____ Available records

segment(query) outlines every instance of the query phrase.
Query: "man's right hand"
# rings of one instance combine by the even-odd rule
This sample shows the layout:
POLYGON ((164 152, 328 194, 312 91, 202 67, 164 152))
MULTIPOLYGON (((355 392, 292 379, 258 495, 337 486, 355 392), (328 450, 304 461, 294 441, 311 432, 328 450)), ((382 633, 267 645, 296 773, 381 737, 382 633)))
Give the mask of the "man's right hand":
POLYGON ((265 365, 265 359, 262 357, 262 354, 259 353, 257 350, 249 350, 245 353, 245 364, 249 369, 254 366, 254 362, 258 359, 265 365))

________

Problem statement: Going line by line, set down the data above exactly as given.

Response:
segment(query) outlines every instance of the query phrase.
Query: "man's right hand"
# rings of one instance combine by the even-odd rule
This sample shows the layout:
POLYGON ((164 152, 328 194, 312 91, 202 67, 164 152))
MULTIPOLYGON (((355 392, 292 379, 258 495, 337 486, 355 392), (328 450, 304 461, 294 441, 311 432, 328 450)), ((382 633, 267 645, 296 773, 381 737, 382 633)))
Give the mask of the "man's right hand":
POLYGON ((265 365, 265 359, 262 357, 262 354, 259 353, 257 350, 249 350, 245 353, 245 364, 249 369, 254 366, 254 362, 258 359, 265 365))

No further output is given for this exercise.